South Africa's mighty African National
Congress on Friday began celebrations for its centenary, still firmly at the
helm of Nelson Mandela's all-race democracy despite losing some of its shine.
Africa's oldest liberation movement
expects 46 heads of state for the bash marking its 100th anniversary Sunday,
with 100,000 supporters set to flood into the normally placid central city of
Bloemfontein.
"We are the oldest organisation
in the continent," President Jacob Zuma told a cheering crowd after a
walk-about Friday in Botshabelo around 40 kilometres (25 miles) from
Bloemfontein.
"Many organisations have been
created, born, established along the way and many have perished, have died,
have collapsed. Not the ANC."
A golf tournament kicked off the
three-day programme catering to the ANC's diverse members of billionaires and
paupers, with events ranging from an animal sacrifice and cleansing ceremony to
a church service and concerts.
On Sunday, Zuma will address a mass
rally at the start of a challenging year when he is bidding for re-election as
party boss amid increasing internal threats to his leadership.
Supporters and international guests
will be greeted by a city secured by police and the army and festooned with
party colours and banners that also pay tribute the ANC's foreign supporters.
Mandela, who at 93 has not made a
public appearance since July 2010, will be notably absent.
"He is not coming and we are not
expecting him to come," party secretary general Gwede Mantashe told public
radio SABC. "He is in good spirits but very, very old."
After inspiring a global
anti-apartheid backlash, the ANC led South Africa peacefully into a
"rainbow nation" in 1994 despite fears of civil war but has more
recently faced criticism of abandoning its struggle roots.
"This is perhaps the most
remarkable liberation movement of the last century," said Andrew
Feinstein, a former ANC parliamentarian who resigned over a muzzled probe into
a multi-billion-rand arms deal.
"The disappointment is how
quickly the ANC moved from that politics of the impossible to practise politics
as normal, as they're practised throughout the world."

Check your understanding:
• A. Can you revise the ANC centenary article, starting with "Supporters and international" and going on through "be notably absent.", with "banners" changed to "flags"?
• B. Can you carry on with the ANC centenary article from the point where it stops?

Information shown:
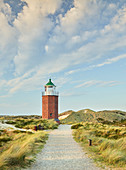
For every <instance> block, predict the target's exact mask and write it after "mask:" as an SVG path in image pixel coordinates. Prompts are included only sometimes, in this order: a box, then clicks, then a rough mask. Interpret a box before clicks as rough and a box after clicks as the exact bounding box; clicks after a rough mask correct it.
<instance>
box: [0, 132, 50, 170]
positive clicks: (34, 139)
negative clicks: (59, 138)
mask: <svg viewBox="0 0 126 170" xmlns="http://www.w3.org/2000/svg"><path fill="white" fill-rule="evenodd" d="M46 139H47V133H46V132H43V131H39V132H36V133H34V134H20V135H19V134H18V136H17V138H15V140H13V141H11V142H9V143H8V146H7V148H6V149H5V150H4V151H3V152H2V153H1V156H0V169H1V170H4V169H13V168H19V167H25V165H27V164H29V163H30V162H32V161H33V160H34V155H35V154H36V153H37V152H38V151H39V150H40V148H42V147H43V145H44V143H45V140H46Z"/></svg>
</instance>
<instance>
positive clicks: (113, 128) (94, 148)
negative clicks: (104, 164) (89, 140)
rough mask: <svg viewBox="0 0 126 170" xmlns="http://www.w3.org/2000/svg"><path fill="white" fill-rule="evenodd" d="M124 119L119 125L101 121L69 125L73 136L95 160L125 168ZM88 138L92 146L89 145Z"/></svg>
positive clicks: (88, 140) (96, 160) (109, 165)
mask: <svg viewBox="0 0 126 170" xmlns="http://www.w3.org/2000/svg"><path fill="white" fill-rule="evenodd" d="M125 121H126V120H125ZM125 121H123V123H121V122H120V126H117V125H114V124H113V125H107V124H103V123H89V122H85V123H84V122H83V123H81V126H80V123H79V124H74V125H72V126H71V128H72V129H74V130H73V136H74V138H75V140H76V141H77V142H80V143H81V144H82V146H83V147H84V149H86V150H87V151H88V152H89V155H90V156H92V157H93V158H94V160H95V161H97V162H99V161H100V162H101V163H102V164H105V165H108V166H110V167H112V168H114V167H118V168H121V169H124V168H126V166H125V165H126V127H125V126H123V125H125ZM89 139H91V140H92V146H89Z"/></svg>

Task-by-task outputs:
• A.
Supporters and international guests
will be greeted by a city secured by police and the army and festooned with
party colours and flags that also pay tribute the ANC's foreign supporters.
Mandela, who at 93 has not made a
public appearance since July 2010, will be notably absent.

• B.
The party was founded in Bloemfontein
on January 8, 1912, as the South African Native National Congress, and met
crushing brutality from apartheid rulers who slapped it with a ban in 1960 and
jailed its top leaders four years later.
Nearly 30 years on, the crumbling and
isolated regime released icon Mandela to lead the country into its first
all-race polls where the party has enjoyed huge wins ever since in regular
polls.
In doing so, it has avoided the
pitfalls of fellow African liberation movements which once rallied with the
party, such as Mugabe's ZANU-PF in power in neighbouring Zimbabwe for 30 years.
But the ANC government has faced a rocky ride
since the Mandela years. While the Nobel peace laureate is idealised into
near-sainthood, critics bemoan the party as the shadow of a once-noble movement
which has lost its moral compass.
The smears reach to the highest level
with graft charges dropped against Zuma on the eve of his taking power in 2009,
while abuse of taxpayers' money and reports of flashy lifestyles for the new
elite make frequent headlines.
Economically, the party has drawn
praise for steering Africa's biggest economy into safe waters, rolling out new
electricity and water supplies, as well as houses. and inspiring a new black
middle class.
But it has failed to direct the
post-apartheid boom into the hands of the poor who bear the brunt of shoddy
public hospitals and schools, a dangerously high joblessness rate of 25
percent, violent crime and life in grim shantytowns.